■ YOUR OBJECTIVE ■
Every line of the data below should be written out word for word.
-------- STUDY MATERIAL --------
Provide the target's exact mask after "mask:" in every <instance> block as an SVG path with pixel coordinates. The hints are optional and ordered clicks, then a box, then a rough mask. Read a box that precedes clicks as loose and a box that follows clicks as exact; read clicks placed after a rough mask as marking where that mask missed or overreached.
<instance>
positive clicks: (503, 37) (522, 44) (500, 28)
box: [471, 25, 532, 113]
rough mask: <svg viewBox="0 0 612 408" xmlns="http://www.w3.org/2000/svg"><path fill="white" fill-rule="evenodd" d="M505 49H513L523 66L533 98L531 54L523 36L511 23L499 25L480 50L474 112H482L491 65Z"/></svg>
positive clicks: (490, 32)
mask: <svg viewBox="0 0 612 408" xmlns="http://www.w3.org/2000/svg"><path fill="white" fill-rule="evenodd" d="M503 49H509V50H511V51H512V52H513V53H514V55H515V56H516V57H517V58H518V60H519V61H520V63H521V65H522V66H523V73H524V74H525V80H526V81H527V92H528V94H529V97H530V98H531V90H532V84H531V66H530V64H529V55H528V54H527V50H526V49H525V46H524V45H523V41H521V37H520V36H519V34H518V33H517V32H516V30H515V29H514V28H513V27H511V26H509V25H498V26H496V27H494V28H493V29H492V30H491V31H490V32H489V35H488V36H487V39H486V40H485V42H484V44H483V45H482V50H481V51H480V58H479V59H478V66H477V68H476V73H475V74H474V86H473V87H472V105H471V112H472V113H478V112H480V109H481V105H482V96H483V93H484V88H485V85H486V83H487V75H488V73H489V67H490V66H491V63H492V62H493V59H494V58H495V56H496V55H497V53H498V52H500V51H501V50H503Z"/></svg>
--------
■ SOLUTION TO THIS EXERCISE ■
Provide the target's exact mask after "mask:" in every <instance> block as an SVG path with pixel coordinates. The hints are optional and ordered clicks, then a box, then a rough mask. Read a box that precedes clicks as loose and a box that follows clicks as exact; read clicks placed after a rough mask as marking where that mask missed or overreached.
<instance>
positive clicks: (503, 37) (522, 44) (500, 28)
box: [471, 25, 532, 113]
rough mask: <svg viewBox="0 0 612 408" xmlns="http://www.w3.org/2000/svg"><path fill="white" fill-rule="evenodd" d="M505 49H513L523 66L533 98L531 54L523 36L511 23L499 25L480 50L474 112H482L491 65Z"/></svg>
positive clicks: (490, 32)
mask: <svg viewBox="0 0 612 408" xmlns="http://www.w3.org/2000/svg"><path fill="white" fill-rule="evenodd" d="M503 49H509V50H511V51H512V52H513V53H514V55H515V56H516V57H517V58H518V60H519V61H520V63H521V65H522V66H523V73H524V74H525V80H526V81H527V92H528V94H529V97H530V98H531V90H532V84H531V66H530V64H529V55H528V54H527V50H526V49H525V46H524V45H523V41H521V37H520V36H519V34H518V33H517V32H516V30H515V29H514V28H513V27H511V26H509V25H498V26H496V27H494V28H493V29H492V30H491V31H490V32H489V35H488V36H487V39H486V40H485V42H484V44H483V45H482V50H481V51H480V58H479V59H478V66H477V68H476V73H475V74H474V86H473V87H472V105H471V112H472V113H478V112H480V109H481V105H482V96H483V93H484V88H485V85H486V83H487V75H488V73H489V67H490V66H491V63H492V62H493V59H494V58H495V56H496V55H497V53H498V52H500V51H501V50H503Z"/></svg>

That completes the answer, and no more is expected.